## TRECHO ORIGINAL:
A modalidade de cobrança era imposta ao produtor ao adquirir as variedades Roundup Ready (RR), RR1 e RR2 PRO. De acordo com a decisão do desembargador José Zuquim, fica determinada a suspensão dos efeitos das cláusulas dos termos de licenciamento de tecnologia e termos de licenciamento de tecnologia e quitação geral, que previrem a instituição de cobrança pós-plantio e a proibição do produtor de salvar suas próprias sementes.
“Ocorre que, quando da oferta dessa última tecnologia (RR2 Intacta PRO), a Monsanto, além das condições usuais do negócio, passou a condicionar a entrega das sementes à assinatura de dois documentos como se licença de uso de tecnologia fossem, mas que, na verdade, se apresentam como uma “castração” para o produtor rural quanto à sua liberdade de preservação da semente (após o pagamento de royalties), além de impor o pagamento de royalties também pós-plantio; exigências e condições desarrazoadas, tudo em extrema vantagem unilateral”, diz a liminar.

## O QUE FAZER:
Retome o texto sobre a decisão judicial contra a cobrança da Monsanto, seguindo de onde ele termina. Os registros não fazem parte deste trabalho.

Itens guardados de uma coleção
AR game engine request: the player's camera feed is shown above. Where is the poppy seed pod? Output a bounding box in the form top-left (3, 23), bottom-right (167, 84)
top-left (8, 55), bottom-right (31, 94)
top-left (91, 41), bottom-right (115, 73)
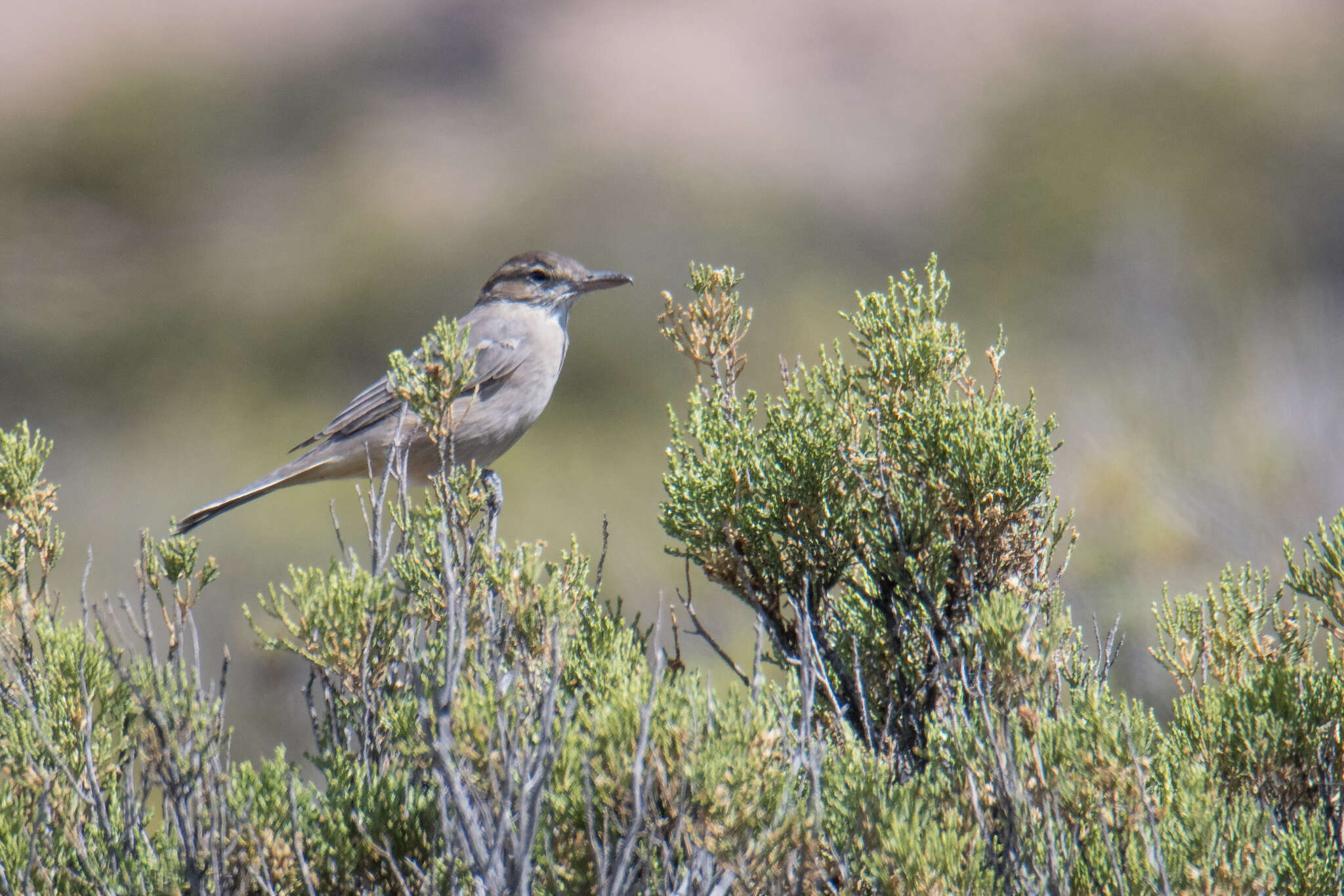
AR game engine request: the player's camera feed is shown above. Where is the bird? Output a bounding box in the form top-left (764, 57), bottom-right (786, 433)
top-left (173, 251), bottom-right (633, 535)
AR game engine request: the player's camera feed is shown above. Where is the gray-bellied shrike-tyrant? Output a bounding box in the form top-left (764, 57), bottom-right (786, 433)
top-left (176, 253), bottom-right (632, 535)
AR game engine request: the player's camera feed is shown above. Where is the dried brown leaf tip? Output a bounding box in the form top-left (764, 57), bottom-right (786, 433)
top-left (659, 263), bottom-right (751, 390)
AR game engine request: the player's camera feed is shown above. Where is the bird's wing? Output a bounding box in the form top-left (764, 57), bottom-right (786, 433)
top-left (290, 318), bottom-right (523, 451)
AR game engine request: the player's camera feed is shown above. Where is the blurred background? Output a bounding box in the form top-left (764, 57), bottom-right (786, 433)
top-left (0, 0), bottom-right (1344, 758)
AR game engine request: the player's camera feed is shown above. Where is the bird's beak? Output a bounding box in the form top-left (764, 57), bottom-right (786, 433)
top-left (579, 270), bottom-right (635, 293)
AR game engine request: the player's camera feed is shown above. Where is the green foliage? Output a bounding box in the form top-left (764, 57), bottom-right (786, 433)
top-left (0, 255), bottom-right (1344, 896)
top-left (387, 317), bottom-right (476, 441)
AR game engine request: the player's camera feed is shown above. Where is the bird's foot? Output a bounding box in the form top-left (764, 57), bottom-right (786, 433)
top-left (481, 470), bottom-right (504, 545)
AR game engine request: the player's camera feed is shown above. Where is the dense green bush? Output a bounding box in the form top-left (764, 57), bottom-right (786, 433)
top-left (0, 255), bottom-right (1344, 895)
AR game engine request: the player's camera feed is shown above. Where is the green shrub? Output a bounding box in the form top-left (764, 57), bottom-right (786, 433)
top-left (0, 255), bottom-right (1344, 895)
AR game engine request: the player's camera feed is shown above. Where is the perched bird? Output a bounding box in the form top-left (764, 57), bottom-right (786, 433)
top-left (176, 251), bottom-right (632, 533)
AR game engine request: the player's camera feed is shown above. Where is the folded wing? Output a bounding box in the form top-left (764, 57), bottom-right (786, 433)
top-left (290, 328), bottom-right (523, 451)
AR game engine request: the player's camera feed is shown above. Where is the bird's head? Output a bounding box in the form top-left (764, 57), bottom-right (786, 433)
top-left (476, 251), bottom-right (632, 309)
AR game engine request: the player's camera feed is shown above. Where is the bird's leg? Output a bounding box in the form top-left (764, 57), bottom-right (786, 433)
top-left (481, 470), bottom-right (504, 547)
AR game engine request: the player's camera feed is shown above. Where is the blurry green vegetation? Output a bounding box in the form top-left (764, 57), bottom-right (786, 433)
top-left (0, 262), bottom-right (1344, 895)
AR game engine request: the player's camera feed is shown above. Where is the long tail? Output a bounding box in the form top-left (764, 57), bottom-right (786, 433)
top-left (173, 449), bottom-right (331, 535)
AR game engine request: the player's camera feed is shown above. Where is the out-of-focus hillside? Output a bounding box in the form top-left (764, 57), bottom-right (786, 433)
top-left (0, 0), bottom-right (1344, 755)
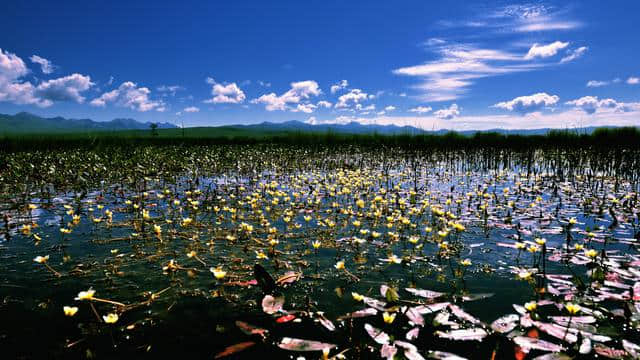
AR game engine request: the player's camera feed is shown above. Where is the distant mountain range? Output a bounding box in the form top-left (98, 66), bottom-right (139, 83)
top-left (225, 120), bottom-right (598, 135)
top-left (0, 112), bottom-right (620, 136)
top-left (0, 112), bottom-right (177, 134)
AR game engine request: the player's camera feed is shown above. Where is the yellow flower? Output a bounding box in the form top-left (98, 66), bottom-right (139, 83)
top-left (62, 306), bottom-right (78, 316)
top-left (518, 270), bottom-right (532, 280)
top-left (20, 224), bottom-right (31, 236)
top-left (209, 267), bottom-right (227, 280)
top-left (75, 289), bottom-right (96, 300)
top-left (524, 301), bottom-right (538, 312)
top-left (162, 259), bottom-right (178, 271)
top-left (453, 223), bottom-right (465, 232)
top-left (564, 303), bottom-right (582, 315)
top-left (388, 254), bottom-right (402, 264)
top-left (584, 249), bottom-right (598, 259)
top-left (382, 311), bottom-right (396, 324)
top-left (102, 313), bottom-right (118, 324)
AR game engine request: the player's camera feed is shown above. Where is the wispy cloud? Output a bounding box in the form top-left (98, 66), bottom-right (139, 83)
top-left (29, 55), bottom-right (55, 74)
top-left (560, 46), bottom-right (589, 64)
top-left (91, 81), bottom-right (166, 112)
top-left (313, 107), bottom-right (640, 131)
top-left (393, 45), bottom-right (543, 101)
top-left (251, 80), bottom-right (322, 112)
top-left (492, 93), bottom-right (560, 114)
top-left (587, 80), bottom-right (609, 87)
top-left (524, 41), bottom-right (569, 60)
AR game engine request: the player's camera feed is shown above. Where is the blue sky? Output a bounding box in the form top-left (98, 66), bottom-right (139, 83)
top-left (0, 0), bottom-right (640, 129)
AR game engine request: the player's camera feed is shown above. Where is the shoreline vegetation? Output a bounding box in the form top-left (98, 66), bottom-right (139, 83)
top-left (0, 127), bottom-right (640, 152)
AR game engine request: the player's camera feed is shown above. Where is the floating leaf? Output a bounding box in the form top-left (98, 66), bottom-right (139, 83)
top-left (405, 288), bottom-right (444, 299)
top-left (236, 320), bottom-right (269, 337)
top-left (436, 328), bottom-right (488, 341)
top-left (338, 308), bottom-right (378, 320)
top-left (278, 337), bottom-right (336, 351)
top-left (491, 314), bottom-right (520, 334)
top-left (276, 271), bottom-right (302, 285)
top-left (262, 295), bottom-right (284, 315)
top-left (364, 323), bottom-right (390, 344)
top-left (593, 344), bottom-right (627, 359)
top-left (429, 351), bottom-right (467, 360)
top-left (213, 341), bottom-right (256, 359)
top-left (513, 336), bottom-right (563, 352)
top-left (276, 314), bottom-right (296, 324)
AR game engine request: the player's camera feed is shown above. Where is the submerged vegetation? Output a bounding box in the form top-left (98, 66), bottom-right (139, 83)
top-left (0, 129), bottom-right (640, 359)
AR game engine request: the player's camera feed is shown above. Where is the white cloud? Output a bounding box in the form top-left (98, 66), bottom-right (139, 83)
top-left (524, 41), bottom-right (569, 60)
top-left (0, 49), bottom-right (40, 106)
top-left (291, 103), bottom-right (317, 114)
top-left (331, 80), bottom-right (349, 94)
top-left (251, 80), bottom-right (322, 111)
top-left (29, 55), bottom-right (54, 74)
top-left (304, 103), bottom-right (640, 131)
top-left (156, 85), bottom-right (184, 96)
top-left (587, 80), bottom-right (609, 87)
top-left (565, 96), bottom-right (640, 115)
top-left (0, 49), bottom-right (93, 107)
top-left (204, 78), bottom-right (246, 104)
top-left (425, 38), bottom-right (446, 46)
top-left (409, 106), bottom-right (433, 114)
top-left (560, 46), bottom-right (589, 64)
top-left (492, 93), bottom-right (560, 114)
top-left (34, 74), bottom-right (94, 103)
top-left (433, 104), bottom-right (460, 120)
top-left (91, 81), bottom-right (166, 112)
top-left (335, 89), bottom-right (374, 109)
top-left (515, 20), bottom-right (582, 32)
top-left (393, 45), bottom-right (544, 102)
top-left (356, 104), bottom-right (376, 111)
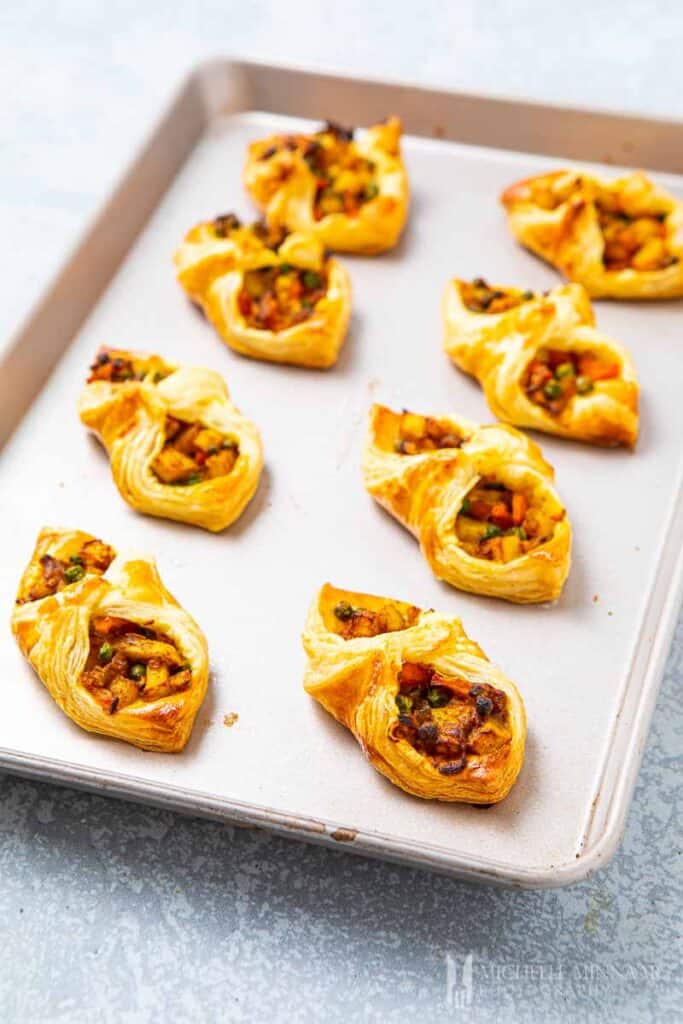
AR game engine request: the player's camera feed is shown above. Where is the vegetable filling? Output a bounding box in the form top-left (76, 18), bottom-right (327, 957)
top-left (531, 177), bottom-right (678, 271)
top-left (87, 348), bottom-right (171, 384)
top-left (460, 278), bottom-right (536, 313)
top-left (456, 476), bottom-right (561, 562)
top-left (238, 263), bottom-right (328, 331)
top-left (16, 541), bottom-right (115, 604)
top-left (393, 412), bottom-right (467, 455)
top-left (81, 615), bottom-right (193, 715)
top-left (390, 662), bottom-right (510, 775)
top-left (333, 601), bottom-right (419, 640)
top-left (152, 416), bottom-right (240, 486)
top-left (521, 348), bottom-right (621, 416)
top-left (260, 121), bottom-right (380, 220)
top-left (596, 196), bottom-right (678, 270)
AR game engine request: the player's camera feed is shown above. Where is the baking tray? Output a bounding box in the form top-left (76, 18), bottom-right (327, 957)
top-left (0, 60), bottom-right (683, 887)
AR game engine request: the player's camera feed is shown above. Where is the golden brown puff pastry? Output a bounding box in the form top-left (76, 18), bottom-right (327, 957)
top-left (174, 213), bottom-right (351, 368)
top-left (443, 278), bottom-right (638, 445)
top-left (11, 527), bottom-right (209, 753)
top-left (303, 584), bottom-right (526, 804)
top-left (79, 348), bottom-right (263, 530)
top-left (245, 118), bottom-right (409, 255)
top-left (502, 170), bottom-right (683, 299)
top-left (364, 406), bottom-right (571, 603)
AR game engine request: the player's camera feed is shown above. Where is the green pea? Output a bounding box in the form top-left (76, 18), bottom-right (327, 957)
top-left (334, 601), bottom-right (355, 623)
top-left (97, 640), bottom-right (114, 665)
top-left (543, 381), bottom-right (562, 400)
top-left (301, 270), bottom-right (323, 291)
top-left (65, 565), bottom-right (85, 583)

## RESULTADO:
Além disso, o desembargador destaca em sua decisão que a suspensão da exigência não implica em prejuízo à empresa agravada, na medida em que ela recebe os royalties com a venda das sementes geneticamente modificadas.
Segundo o produtor rural Jorge Pires de Miranda, à época do acordo presidente do Sindicato Rural de Cuiabá, os produtores nunca se negaram a pagar pelos royalties das sementes, mas esta cobrança não pode extrapolar ao que a tecnologia é aplicada.
– Ao adquirir a semente, o produtor já paga pela propriedade intelectual desenvolvida, não há critério legal para estender esta cobrança – destaca.
A decisão prevê multa diária no valor de R$ 100 mil, que também culminará em caso de serem impostas quaisquer outras condições aos produtores rurais, para a aquisição da tecnologia RR2 Intacta PRO, senão aquelas já constantes dos termos, excetuando-as as suspensas.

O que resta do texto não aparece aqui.